SELECTION:
## Start

Constituency details
- Country: India
- Region: Central India
- State: Chhattisgarh
- District: Raipur
- Lok Sabha constituency: Raipur
- Established: 2008
- Total electors: 202,204
- Reservation: None

Member of Legislative Assembly
- 6th Chhattisgarh Legislative Assembly
- Incumbent Purandar Mishra
- Party: Bharatiya Janata Party
- Elected year: 2023

= Raipur City North Assembly constituency =

Legislative Assembly constituency in Chhattisgarh State, India

Raipur City North also known as Raipur Nagar Uttar Legislative Assembly constituency is one of the 90 Legislative Assembly constituencies of Chhattisgarh state in India. The seat was formed after the passing of the Delimitation of Parliamentary & Assembly Constituencies Order - 2008. It is part of Raipur district.

## End

WHAT YOU HAVE TO DO:
Reproduce the Raipur City North constituency text word for word, starting with "Legislative Assembly constituency in" and going on through "of Raipur district.".

SUPPLIED MATERIAL:
## Start

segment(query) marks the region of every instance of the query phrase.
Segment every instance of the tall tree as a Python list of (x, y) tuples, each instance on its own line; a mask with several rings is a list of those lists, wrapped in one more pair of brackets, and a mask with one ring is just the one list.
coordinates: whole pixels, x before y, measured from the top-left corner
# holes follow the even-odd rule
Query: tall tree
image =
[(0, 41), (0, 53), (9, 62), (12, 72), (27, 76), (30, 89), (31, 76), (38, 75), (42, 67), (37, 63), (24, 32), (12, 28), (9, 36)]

## End

CORRECT ANSWER:
Legislative Assembly constituency in Chhattisgarh State, India

Raipur City North also known as Raipur Nagar Uttar Legislative Assembly constituency is one of the 90 Legislative Assembly constituencies of Chhattisgarh state in India. The seat was formed after the passing of the Delimitation of Parliamentary & Assembly Constituencies Order - 2008. It is part of Raipur district.